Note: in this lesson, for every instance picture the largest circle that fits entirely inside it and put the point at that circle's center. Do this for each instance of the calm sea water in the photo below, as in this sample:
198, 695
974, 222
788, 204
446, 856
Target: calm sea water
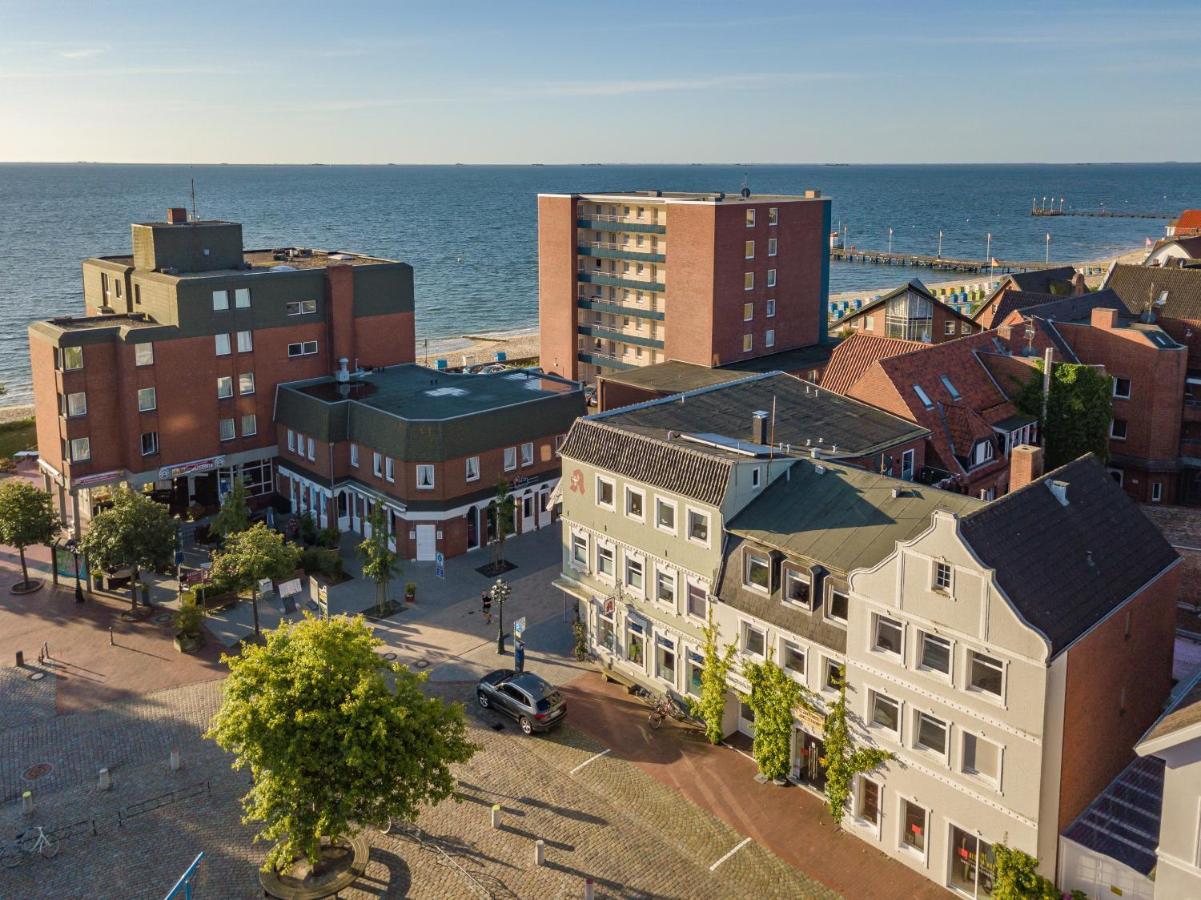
470, 231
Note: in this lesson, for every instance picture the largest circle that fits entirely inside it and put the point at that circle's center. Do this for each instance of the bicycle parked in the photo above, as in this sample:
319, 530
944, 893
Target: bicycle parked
30, 841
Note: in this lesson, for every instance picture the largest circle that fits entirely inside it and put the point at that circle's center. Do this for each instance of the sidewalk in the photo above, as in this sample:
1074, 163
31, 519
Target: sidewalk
789, 821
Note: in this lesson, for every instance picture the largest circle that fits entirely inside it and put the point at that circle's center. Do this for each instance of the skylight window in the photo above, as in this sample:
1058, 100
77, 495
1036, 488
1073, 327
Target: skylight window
949, 386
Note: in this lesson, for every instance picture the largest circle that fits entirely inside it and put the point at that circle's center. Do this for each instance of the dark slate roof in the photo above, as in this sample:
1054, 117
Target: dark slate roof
692, 470
1067, 567
1123, 821
806, 416
1134, 285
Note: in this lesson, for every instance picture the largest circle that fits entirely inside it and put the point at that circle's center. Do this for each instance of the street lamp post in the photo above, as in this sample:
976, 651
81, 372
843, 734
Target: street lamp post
500, 592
■ ■ ■ ■ ■ ■ ■
> _THE REQUEST_:
Retype all of the entries above line by line, with no changes, and leave the pictures out.

> _THE ANSWER_:
Note: in this lesson, for every instance picture the largest circle that fits entirely inside it and put the point at that circle's center. Do this for each instance of the calm sea water in the photo below, as in this sample:
198, 695
974, 222
788, 204
446, 856
Target: calm sea water
470, 231
Note: in this lesson, for every instance picture the largest circle that fits entirely inside it and put the point at that circle's center. Do this for each instance of the bicycle parked in the photo above, as in this sample:
319, 530
944, 893
Target: bicycle parked
30, 841
Note: in this lesson, for every instance picture the largest circle that fits entirely inside it and put the point at that circle's center. Do this for each instance of the sidewalk in the photo above, as in this sample:
1074, 163
31, 519
Target: sidewalk
789, 821
Note: in this lesson, for every instance picture the largest circle that fits entirely inside it and put the point at that circle's center. Do this for each instance of the skylight window in the photo above, as in this sample:
1058, 100
77, 495
1036, 488
1073, 327
Target: skylight window
949, 386
Note: in this lesson, for every instance picture the largest circle that fits entirely inside it and put the point at that circle's center. Do this for each instance of the dark slate roof in the photo above, as in this sample:
1054, 117
Target: dark slate roof
692, 470
1067, 567
1123, 821
806, 416
1134, 285
Note: in this lesson, for every instance picture the largest circle that fits entirely inside it and put the point at that circle's center. Do this for each instance of the street lamp post in the photo above, as in this sample:
976, 651
81, 372
843, 734
Target: street lamp post
500, 592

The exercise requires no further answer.